*Directive*. Starting at the line that contains "Each instance of the thin", print every remaining line of the entries, unchanged, and output nothing more.

*Listing*.
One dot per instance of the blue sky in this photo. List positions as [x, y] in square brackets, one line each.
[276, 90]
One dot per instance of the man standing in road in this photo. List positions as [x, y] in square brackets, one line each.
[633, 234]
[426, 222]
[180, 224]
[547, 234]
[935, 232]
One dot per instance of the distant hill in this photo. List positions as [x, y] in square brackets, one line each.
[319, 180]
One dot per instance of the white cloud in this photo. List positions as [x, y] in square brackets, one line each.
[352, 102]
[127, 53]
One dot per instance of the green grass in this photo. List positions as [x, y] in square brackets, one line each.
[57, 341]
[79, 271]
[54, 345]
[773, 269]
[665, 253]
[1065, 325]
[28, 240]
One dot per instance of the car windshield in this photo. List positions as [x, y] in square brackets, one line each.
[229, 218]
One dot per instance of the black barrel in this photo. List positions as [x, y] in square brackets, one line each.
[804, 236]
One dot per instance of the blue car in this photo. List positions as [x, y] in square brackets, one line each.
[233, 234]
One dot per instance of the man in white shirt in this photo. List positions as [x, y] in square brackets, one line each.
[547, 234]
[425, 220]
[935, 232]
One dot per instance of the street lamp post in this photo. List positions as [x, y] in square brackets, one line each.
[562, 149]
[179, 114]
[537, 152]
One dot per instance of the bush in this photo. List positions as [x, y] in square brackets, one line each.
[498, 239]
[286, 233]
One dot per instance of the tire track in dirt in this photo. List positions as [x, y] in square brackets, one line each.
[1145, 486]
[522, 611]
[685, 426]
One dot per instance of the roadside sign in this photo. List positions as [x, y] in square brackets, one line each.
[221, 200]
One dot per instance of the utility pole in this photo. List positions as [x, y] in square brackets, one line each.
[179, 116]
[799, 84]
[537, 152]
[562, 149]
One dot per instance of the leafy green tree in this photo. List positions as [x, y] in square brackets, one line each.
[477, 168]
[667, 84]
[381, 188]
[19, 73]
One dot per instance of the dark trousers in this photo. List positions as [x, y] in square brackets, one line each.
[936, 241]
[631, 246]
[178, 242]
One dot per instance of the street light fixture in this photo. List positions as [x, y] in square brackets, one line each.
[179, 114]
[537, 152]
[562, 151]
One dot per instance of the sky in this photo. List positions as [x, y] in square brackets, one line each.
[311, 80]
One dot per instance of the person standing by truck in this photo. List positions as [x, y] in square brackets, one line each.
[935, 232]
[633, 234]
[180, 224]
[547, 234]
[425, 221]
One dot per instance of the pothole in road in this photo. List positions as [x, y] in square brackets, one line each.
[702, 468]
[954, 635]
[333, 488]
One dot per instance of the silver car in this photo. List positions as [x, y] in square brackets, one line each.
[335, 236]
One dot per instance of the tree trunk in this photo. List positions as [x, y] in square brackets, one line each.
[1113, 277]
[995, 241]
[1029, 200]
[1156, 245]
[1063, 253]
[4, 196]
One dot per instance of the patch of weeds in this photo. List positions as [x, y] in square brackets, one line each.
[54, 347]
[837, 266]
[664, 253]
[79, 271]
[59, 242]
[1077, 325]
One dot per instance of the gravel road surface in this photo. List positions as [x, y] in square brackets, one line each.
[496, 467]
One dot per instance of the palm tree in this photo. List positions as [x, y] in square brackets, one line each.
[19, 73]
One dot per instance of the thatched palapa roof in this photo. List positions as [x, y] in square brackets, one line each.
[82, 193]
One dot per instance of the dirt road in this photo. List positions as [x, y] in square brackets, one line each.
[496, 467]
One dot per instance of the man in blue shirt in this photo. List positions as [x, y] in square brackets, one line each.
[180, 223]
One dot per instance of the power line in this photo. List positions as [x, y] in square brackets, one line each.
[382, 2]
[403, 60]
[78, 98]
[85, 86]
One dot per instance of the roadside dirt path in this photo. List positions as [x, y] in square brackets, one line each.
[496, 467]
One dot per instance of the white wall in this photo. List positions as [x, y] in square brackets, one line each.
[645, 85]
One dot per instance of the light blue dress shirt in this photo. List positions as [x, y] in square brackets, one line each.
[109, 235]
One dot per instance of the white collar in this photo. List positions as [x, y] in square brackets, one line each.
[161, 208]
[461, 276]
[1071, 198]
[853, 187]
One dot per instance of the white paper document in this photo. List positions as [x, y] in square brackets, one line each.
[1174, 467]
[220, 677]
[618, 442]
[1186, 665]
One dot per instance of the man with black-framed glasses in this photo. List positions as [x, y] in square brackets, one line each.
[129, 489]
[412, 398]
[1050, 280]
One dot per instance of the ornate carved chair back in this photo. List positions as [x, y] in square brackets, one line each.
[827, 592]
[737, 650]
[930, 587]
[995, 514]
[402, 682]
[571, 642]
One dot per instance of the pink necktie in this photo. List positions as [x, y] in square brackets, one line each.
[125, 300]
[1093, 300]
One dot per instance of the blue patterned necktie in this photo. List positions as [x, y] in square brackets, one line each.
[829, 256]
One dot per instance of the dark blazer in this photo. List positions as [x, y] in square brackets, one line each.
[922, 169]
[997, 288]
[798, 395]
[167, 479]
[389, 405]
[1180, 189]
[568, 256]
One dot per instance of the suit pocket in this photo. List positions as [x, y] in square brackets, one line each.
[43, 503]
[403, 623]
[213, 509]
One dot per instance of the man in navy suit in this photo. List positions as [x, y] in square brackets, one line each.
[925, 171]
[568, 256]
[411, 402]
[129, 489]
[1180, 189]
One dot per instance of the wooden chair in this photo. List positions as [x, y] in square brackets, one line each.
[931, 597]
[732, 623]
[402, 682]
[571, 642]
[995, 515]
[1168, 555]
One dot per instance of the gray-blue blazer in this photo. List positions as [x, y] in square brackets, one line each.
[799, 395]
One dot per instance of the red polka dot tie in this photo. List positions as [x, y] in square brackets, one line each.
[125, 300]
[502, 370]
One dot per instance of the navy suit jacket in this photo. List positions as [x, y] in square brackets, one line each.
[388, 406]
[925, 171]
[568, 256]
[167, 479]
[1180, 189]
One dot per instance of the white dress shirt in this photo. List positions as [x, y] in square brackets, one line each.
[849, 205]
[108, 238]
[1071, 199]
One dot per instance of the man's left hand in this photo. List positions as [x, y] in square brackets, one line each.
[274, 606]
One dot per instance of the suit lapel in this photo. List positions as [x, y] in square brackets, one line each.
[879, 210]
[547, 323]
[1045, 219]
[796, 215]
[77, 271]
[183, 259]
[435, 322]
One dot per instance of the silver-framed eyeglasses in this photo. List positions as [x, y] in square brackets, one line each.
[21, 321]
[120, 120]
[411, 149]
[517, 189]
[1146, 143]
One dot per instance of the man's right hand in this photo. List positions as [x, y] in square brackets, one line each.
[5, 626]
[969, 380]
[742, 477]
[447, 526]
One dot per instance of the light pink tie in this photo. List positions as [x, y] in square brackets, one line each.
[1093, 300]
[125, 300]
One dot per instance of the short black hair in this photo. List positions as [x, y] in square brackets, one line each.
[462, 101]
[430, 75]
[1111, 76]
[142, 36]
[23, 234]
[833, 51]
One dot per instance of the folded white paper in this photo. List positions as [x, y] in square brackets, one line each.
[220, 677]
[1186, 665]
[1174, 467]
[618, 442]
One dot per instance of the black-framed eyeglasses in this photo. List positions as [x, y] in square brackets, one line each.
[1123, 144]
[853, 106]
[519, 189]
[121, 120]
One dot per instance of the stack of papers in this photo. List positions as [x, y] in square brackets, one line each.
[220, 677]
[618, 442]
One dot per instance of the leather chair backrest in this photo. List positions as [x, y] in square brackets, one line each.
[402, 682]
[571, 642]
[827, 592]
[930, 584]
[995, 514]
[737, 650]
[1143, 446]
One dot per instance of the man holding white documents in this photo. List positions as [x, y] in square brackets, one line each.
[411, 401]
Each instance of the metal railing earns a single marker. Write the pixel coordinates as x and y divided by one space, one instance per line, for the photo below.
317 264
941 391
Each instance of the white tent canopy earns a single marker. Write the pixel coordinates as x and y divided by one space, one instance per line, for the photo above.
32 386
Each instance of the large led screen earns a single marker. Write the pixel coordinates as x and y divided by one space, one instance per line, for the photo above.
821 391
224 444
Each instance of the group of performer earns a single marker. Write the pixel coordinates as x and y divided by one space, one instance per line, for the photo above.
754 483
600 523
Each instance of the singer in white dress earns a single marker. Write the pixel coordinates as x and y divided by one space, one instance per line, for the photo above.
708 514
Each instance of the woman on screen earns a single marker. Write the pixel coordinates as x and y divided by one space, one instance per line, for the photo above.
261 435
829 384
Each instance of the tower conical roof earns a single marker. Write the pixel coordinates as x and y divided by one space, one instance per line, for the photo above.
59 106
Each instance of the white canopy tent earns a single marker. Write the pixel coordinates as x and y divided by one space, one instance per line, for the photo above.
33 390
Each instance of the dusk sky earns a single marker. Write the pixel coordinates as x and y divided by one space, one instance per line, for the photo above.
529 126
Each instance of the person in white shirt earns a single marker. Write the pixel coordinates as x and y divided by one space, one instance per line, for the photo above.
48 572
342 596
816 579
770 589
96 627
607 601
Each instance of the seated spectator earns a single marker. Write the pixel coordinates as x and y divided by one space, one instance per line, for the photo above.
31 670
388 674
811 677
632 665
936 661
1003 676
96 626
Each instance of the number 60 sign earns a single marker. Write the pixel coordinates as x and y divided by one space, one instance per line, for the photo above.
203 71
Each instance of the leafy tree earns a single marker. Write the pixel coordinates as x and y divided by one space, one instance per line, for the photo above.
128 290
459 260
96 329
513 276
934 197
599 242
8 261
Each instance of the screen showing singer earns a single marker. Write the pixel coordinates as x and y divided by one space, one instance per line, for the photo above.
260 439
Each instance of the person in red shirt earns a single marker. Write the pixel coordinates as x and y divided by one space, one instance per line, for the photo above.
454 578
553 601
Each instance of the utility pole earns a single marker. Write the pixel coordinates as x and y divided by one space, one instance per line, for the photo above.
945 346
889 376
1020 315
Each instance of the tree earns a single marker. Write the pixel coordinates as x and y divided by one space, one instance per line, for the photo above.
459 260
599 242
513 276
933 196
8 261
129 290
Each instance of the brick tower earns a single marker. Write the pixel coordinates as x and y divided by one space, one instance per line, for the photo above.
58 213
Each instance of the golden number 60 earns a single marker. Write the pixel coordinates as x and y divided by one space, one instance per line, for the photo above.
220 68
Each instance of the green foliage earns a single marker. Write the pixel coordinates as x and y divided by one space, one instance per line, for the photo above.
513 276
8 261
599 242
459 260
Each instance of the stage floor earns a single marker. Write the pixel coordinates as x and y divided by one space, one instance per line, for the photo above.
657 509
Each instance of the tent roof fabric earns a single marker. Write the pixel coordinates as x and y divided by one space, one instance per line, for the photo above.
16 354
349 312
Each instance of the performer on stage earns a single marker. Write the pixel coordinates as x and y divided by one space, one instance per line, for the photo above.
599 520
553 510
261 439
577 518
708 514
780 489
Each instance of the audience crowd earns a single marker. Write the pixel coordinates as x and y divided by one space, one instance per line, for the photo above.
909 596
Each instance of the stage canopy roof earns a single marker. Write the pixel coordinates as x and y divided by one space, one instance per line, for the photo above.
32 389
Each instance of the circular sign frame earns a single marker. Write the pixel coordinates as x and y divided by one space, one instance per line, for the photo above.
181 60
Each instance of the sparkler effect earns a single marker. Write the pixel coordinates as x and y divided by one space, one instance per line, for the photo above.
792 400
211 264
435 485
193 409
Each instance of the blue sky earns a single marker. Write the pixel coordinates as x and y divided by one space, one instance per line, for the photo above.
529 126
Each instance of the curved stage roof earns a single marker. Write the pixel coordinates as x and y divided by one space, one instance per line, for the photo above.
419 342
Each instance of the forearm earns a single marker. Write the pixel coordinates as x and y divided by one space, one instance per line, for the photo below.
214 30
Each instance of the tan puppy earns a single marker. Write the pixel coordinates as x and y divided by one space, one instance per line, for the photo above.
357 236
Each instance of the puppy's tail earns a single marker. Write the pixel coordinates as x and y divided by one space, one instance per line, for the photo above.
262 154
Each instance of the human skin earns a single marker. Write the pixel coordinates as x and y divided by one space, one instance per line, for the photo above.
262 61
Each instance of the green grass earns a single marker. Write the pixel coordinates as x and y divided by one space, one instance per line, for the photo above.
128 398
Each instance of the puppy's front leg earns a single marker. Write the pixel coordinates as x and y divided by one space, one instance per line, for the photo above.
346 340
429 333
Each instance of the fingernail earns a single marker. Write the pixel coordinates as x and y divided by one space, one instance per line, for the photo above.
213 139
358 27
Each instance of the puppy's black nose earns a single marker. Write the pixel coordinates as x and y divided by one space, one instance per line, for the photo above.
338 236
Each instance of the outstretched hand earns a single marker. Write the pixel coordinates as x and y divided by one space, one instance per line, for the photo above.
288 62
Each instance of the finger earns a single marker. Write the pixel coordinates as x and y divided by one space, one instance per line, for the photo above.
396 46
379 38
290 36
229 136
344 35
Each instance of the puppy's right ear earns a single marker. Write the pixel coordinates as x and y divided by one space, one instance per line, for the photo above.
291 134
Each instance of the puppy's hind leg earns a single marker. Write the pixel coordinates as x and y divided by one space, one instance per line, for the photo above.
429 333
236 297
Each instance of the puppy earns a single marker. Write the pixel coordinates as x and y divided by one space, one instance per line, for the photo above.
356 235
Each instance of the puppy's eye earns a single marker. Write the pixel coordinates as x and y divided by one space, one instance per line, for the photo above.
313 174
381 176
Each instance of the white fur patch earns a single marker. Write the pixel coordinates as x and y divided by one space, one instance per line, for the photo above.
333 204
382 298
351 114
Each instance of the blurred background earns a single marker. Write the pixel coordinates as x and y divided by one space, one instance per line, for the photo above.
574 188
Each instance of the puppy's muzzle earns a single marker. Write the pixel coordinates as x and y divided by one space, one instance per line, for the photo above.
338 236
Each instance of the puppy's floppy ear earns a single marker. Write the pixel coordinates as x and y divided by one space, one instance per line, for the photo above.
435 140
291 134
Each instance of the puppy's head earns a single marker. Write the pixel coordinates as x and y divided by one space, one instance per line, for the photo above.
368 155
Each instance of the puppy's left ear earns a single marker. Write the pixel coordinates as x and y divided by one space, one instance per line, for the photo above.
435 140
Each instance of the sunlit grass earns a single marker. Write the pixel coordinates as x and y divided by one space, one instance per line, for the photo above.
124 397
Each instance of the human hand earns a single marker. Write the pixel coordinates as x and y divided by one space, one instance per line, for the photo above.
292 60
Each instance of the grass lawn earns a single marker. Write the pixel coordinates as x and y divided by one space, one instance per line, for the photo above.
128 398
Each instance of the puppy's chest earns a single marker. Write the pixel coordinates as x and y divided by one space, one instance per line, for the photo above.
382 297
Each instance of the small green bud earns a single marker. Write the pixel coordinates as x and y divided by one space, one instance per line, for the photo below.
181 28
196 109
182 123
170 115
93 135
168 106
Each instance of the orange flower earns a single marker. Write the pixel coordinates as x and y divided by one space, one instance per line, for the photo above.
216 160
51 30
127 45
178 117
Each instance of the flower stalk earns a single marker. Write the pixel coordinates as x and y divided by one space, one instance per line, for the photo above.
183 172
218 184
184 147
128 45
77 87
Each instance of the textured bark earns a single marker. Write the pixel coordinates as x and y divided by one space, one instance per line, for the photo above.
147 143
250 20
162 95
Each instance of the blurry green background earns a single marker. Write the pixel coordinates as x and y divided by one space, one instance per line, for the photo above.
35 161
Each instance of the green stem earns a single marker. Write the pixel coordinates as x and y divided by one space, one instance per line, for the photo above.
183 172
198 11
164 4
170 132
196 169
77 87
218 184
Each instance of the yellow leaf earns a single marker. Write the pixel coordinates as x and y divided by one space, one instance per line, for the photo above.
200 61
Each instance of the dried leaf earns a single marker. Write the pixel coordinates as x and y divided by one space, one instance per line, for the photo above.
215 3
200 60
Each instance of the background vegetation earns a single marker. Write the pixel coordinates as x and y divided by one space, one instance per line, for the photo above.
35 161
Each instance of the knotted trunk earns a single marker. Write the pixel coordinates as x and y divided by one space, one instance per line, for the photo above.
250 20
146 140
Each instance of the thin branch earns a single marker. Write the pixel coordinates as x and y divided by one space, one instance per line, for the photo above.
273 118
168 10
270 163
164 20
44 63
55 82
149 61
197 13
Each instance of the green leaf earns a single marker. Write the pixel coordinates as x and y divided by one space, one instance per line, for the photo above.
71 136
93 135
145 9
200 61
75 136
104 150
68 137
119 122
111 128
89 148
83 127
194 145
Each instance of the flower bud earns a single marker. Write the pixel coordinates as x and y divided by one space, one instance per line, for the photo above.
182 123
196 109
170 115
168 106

*Final answer*.
Each instance of the thin branch earns a single marker. Write the pixel coordinates as x and y divided by one space, one instance per line, for the photo above.
273 118
168 10
270 163
164 20
44 63
55 82
149 61
197 13
Each instance of the green leaf earns a single marker. Write the pixel coordinates as x and y divided by one space, one instance per line, for the photo above.
71 136
93 135
145 9
200 61
75 136
104 150
68 137
119 122
111 128
89 148
83 127
194 145
Each instance of the flower bud earns a single marker. Write the pixel coordinates as x and y divided by one space, one instance per line, for the photo above.
182 123
196 109
170 115
168 106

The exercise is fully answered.